_EXERCISE GOAL_. Repeat every line below exactly, word for word.

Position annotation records
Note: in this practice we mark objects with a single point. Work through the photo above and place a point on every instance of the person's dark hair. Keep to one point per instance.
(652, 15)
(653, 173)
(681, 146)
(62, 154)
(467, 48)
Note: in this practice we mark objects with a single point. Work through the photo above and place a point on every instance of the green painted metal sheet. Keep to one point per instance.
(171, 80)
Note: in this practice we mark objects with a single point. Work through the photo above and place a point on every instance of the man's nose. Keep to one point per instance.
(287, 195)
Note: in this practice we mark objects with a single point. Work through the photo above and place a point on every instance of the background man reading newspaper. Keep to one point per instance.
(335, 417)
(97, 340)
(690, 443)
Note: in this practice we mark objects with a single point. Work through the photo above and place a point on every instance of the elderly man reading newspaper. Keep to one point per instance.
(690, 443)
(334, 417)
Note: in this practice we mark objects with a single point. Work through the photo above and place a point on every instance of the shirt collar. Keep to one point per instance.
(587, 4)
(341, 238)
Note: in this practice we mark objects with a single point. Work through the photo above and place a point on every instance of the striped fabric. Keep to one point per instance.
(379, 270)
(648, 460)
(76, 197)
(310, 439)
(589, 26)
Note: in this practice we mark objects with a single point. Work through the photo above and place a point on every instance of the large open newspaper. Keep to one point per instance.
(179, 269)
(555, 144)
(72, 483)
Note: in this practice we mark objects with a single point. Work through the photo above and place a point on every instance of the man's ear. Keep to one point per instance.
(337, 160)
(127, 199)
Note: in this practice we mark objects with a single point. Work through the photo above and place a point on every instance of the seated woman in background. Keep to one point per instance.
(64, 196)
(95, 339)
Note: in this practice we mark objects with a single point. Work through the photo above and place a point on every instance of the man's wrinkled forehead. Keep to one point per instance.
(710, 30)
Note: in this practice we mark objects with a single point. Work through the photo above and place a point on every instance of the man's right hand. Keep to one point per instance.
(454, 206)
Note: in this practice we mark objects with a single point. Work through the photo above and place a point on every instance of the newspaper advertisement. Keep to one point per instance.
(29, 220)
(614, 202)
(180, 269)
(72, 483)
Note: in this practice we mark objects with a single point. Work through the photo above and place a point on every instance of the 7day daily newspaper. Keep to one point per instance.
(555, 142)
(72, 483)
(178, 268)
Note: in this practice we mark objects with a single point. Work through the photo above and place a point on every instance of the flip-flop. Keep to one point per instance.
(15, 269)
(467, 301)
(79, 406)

_EXERCISE ANSWER_.
Note: in this practice we mark objects with a single point. Work through the photo above and place a point on every instance of the person's dark hair. Keep to one point per instance.
(652, 15)
(653, 173)
(681, 146)
(62, 154)
(467, 48)
Note: in this practice we mark objects with a single point. Work through the photo above and place a point on every instance of the green painted metal sheet. Keep to one point per instance.
(171, 80)
Note: in this practice we mark objects with a single point. Work through the photo above and place a point on every instance of the man's nose. Keep to one point per instance.
(287, 195)
Note: in this practice we mark objects with a single point. Work through the photo above and place a point on every instance of the background man reading newspaper. Keep to one point per instance.
(335, 417)
(97, 340)
(690, 443)
Note: in this practice we mark objects with a single point. Work through the photo above and place a point on every instance of the elderly man reading newspaper. Keep to one point per instance.
(690, 443)
(334, 417)
Note: in this practice we mark objects with a single point. Work through the photo above and place a point on every instance of the shirt collar. Keep to one point per instance.
(587, 4)
(341, 238)
Note: in this practice we mark objects with a single point. Work through the photo above and place a point on every instance of the striped fabric. Keep to one point per instance.
(379, 270)
(648, 460)
(76, 197)
(310, 439)
(589, 26)
Note: in this practice we mark objects with a single point. Work through the photo above and place a point on every instance of the large open newspaper. Keep to one point per instance.
(179, 269)
(555, 144)
(72, 483)
Note: in this practice we mark objects with a single point. Work through the photo above and place a point on every instance of the man's ear. Keep to one point per instance.
(337, 160)
(127, 199)
Note: in this practice we mark objects with a single point. Work through the photo above and place a point on every instance of the seated woman in background. Keep to one point per instance.
(64, 196)
(95, 339)
Note: in this practice we mark objects with a single point. Work through the photo above and place a point on every instance of the man's wrinkled forehead. Keep to one point per instance.
(710, 30)
Note: in this practice we mark objects with a single point. Work through the photo above and place a point on every instance of the man's right hand. Keep to one point per instance.
(454, 206)
Note: in this practice we mark objects with a single point. Work through the photo above and place a point on every instance of the newspaper advertisement. Keep to one point per instance.
(29, 220)
(614, 202)
(180, 269)
(72, 483)
Note: in this practice we mark objects with a single point. Work through the photo above and place a point on every instance of the 7day daily newspaper. Keep to one point per instance.
(555, 142)
(72, 483)
(178, 268)
Note: in this practice we mark objects with a single point. Work through the photo above and place a point on every instance of the flip-flop. Keep to one point per instance.
(15, 269)
(467, 301)
(79, 406)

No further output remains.